→ **Action item**
Rewrite the passage on disorders of consciousness starting at "Disorders of consciousness are" and ending at "for these disorders.", swapping "critical care nurses" for "intensive care nurses".

→ **Quoted passage**
+ + + + + + +

Disorders of consciousness are powerful predictors of outcomes including mortality among critically ill patients. Encephalopathy, delirium, and coma are disorders of consciousness frequently encountered by critical care nurses but often classified incorrectly.
To provide a greater understanding of disorders of consciousness and to provide standardized assessments and nursing interventions for these disorders.
A literature search was conducted by using the terms consciousness, mental status, awareness, arousal, wakefulness, assessment, disorders of consciousness, delirium, encephalopathy, coma, vegetative state, and minimal consciousness. Articles were published in the past 10 years in CINAHL and PubMed. Articles were excluded if they were not in English or directly related to caring for patients with a disorder of consciousness. The remaining 142 articles were evaluated for inclusion; 81 articles received full review.
A disorder of consciousness signifies that the threshold for compensation has been surpassed with potentially irreversible damage. Altered thalamocortical interactions and reduced cortical activity impair communication networks across the various parts of the brain, causing a disturbance in consciousness.
The cue-response theory is a model that describes the process and impact of nursing care on recovery from acute brain injury. Appropriate standardized assessments and interventions must be used to manage altered levels of consciousness in critically ill patients.
Paying close attention to neurological changes and monitoring them with standardized assessments are critical to implementing early measures to prevent complications.

+ + + + + + +

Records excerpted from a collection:
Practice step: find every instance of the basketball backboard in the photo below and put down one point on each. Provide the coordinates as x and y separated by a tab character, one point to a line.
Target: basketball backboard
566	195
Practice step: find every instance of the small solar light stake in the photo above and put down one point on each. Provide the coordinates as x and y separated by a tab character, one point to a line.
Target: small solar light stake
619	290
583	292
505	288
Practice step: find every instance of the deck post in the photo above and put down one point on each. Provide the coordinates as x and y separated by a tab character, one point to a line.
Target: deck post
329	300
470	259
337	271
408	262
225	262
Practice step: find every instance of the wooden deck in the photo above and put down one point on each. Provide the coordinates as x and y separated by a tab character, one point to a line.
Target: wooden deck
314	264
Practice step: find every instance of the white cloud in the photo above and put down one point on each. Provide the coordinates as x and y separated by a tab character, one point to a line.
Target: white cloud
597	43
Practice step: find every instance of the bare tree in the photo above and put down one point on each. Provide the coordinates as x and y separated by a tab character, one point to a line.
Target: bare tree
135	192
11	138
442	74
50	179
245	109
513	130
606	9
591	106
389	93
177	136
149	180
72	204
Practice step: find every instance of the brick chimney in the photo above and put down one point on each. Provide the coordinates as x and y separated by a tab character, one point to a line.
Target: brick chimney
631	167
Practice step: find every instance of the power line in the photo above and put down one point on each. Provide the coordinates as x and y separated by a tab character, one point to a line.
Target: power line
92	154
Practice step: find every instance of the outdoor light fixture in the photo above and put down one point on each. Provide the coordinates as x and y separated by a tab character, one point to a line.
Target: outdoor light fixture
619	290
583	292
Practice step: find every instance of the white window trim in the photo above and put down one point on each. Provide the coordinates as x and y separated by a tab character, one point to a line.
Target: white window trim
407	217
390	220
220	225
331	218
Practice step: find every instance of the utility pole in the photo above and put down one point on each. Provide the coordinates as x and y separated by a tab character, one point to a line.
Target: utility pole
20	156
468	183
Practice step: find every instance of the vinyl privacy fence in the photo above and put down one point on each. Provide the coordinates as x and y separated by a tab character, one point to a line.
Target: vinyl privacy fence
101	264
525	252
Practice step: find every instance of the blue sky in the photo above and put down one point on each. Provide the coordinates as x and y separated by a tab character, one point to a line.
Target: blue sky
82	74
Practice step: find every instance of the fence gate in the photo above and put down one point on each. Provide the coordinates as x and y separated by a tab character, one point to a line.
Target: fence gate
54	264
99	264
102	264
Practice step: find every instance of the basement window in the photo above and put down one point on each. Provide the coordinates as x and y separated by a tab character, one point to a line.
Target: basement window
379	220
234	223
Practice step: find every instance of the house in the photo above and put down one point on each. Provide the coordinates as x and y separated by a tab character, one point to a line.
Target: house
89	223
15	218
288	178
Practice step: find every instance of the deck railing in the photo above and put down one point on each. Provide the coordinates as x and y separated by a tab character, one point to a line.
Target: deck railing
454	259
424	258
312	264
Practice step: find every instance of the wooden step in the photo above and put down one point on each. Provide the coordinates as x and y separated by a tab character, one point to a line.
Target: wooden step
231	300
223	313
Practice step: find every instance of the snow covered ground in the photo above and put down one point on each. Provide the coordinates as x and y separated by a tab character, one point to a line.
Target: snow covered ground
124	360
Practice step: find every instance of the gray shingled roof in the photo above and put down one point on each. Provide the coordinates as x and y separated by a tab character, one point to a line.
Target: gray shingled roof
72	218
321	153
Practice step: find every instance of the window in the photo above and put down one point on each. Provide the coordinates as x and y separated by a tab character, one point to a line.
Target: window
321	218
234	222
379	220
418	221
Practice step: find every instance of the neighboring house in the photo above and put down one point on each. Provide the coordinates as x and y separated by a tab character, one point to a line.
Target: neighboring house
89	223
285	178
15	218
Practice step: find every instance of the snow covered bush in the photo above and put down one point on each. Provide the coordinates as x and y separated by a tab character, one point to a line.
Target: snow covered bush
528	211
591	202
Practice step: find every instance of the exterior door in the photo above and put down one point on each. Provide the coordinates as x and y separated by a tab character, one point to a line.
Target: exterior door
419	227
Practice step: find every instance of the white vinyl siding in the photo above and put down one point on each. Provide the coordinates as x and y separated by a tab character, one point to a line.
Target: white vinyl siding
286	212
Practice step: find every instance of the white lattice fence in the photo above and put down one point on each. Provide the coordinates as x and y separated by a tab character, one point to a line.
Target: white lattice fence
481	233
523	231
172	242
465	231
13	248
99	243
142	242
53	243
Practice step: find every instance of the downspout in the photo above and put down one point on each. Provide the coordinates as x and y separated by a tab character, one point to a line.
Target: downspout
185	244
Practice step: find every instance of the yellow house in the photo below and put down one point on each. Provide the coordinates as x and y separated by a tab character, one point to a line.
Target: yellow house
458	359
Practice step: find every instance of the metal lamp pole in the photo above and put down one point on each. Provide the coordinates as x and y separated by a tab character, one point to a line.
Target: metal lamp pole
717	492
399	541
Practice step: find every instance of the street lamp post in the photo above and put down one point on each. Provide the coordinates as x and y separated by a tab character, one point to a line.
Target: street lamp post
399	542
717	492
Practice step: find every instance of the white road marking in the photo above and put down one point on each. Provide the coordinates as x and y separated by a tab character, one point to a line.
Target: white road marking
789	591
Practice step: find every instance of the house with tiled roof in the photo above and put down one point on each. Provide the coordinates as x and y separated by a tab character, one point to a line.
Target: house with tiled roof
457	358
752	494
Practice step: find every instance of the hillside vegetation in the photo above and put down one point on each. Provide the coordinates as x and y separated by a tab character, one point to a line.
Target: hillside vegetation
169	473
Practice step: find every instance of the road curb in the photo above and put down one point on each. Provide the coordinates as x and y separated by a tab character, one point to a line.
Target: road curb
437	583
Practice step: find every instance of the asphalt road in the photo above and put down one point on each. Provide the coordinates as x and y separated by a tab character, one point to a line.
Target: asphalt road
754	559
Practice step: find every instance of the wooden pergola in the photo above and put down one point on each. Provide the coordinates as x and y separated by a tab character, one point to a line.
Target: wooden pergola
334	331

+ + + + + + +

→ **Answer box**
Disorders of consciousness are powerful predictors of outcomes including mortality among critically ill patients. Encephalopathy, delirium, and coma are disorders of consciousness frequently encountered by intensive care nurses but often classified incorrectly.
To provide a greater understanding of disorders of consciousness and to provide standardized assessments and nursing interventions for these disorders.